BEGIN Raw data

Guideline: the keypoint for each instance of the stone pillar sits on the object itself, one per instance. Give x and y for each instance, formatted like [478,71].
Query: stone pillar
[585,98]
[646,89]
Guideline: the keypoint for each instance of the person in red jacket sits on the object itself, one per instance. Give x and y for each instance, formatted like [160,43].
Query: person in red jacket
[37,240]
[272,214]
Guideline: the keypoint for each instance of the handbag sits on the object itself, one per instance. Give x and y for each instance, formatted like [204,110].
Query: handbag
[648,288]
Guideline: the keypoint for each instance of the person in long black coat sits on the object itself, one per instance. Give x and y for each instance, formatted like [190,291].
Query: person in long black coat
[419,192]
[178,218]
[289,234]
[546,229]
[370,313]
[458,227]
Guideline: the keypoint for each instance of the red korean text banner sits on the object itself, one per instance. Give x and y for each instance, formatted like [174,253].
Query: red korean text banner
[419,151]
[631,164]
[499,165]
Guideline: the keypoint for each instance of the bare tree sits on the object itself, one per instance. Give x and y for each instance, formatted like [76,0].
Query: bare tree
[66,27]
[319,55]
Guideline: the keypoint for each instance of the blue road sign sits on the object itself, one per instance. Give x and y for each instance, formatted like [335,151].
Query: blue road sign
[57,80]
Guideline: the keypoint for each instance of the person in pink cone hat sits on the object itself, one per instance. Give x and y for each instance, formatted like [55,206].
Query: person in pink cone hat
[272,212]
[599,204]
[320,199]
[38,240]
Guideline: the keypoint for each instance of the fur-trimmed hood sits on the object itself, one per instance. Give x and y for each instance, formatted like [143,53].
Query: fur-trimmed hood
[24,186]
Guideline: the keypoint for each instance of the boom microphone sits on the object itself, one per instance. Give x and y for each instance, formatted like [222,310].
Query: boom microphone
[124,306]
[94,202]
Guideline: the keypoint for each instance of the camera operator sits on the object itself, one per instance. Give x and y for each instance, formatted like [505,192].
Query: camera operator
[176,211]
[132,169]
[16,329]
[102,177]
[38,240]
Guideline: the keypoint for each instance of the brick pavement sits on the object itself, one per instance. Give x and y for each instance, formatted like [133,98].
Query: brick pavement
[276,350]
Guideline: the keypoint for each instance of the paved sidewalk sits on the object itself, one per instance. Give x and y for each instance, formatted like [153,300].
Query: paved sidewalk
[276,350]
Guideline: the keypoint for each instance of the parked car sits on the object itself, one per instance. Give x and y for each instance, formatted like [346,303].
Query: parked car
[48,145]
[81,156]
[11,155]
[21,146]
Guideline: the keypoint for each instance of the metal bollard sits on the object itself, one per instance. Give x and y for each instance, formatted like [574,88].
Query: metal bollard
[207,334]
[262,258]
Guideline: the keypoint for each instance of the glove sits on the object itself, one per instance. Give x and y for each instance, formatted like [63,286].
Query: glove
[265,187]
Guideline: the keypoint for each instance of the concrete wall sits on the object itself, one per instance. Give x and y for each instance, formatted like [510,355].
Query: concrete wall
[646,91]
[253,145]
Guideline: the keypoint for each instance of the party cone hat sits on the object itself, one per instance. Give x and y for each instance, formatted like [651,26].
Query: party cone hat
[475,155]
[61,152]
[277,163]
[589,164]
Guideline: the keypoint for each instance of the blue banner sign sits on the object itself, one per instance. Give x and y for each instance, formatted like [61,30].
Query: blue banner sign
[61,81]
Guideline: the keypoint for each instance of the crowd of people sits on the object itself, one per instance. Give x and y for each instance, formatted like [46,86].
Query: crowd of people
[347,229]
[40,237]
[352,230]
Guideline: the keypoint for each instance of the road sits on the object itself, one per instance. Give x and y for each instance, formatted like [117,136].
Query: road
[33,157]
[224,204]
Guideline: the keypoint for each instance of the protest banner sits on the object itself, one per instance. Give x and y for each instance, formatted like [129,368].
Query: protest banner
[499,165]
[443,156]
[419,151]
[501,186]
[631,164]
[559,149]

END Raw data

In the records above, find the line containing "Guideline: the keypoint for each instance of the concrete"; please retype it and every line after it through the last line, exactly and with nothing else.

- **Solved exercise**
Guideline: the keypoint for each instance of the concrete wall sits on the object itself, one per instance. Give x and y for each instance, formatted like [510,355].
Query: concrete wall
[646,91]
[253,145]
Guideline: the keypoint for each instance of the party cone hat sits on the object itself, one per instance. Give x and y for each instance, formatted like [651,26].
Query: party cone hat
[475,155]
[61,152]
[277,163]
[589,164]
Guideline: the keypoint for each instance of the blue banner sign sits on the object itself, one per instance. Give x and y for each instance, formatted like [61,30].
Query: blue banner sign
[61,81]
Guideline: the keypoint for each instance of the crowd of people sits on the object itself, one per instance. Give x and y for each instance, formatted like [46,86].
Query: crowd of people
[347,229]
[40,237]
[352,230]
Guideline: the keypoint for each instance of the road sits on the object itself, one per instance. Give x and y for each instance, formatted like [117,136].
Query: road
[33,157]
[224,204]
Guideline: the keypoint for each instance of the protest banner sits on the object itself, one per instance. Give x and y for each instance, formatted like [129,368].
Query: protest banner
[499,165]
[443,156]
[419,151]
[501,186]
[631,164]
[559,149]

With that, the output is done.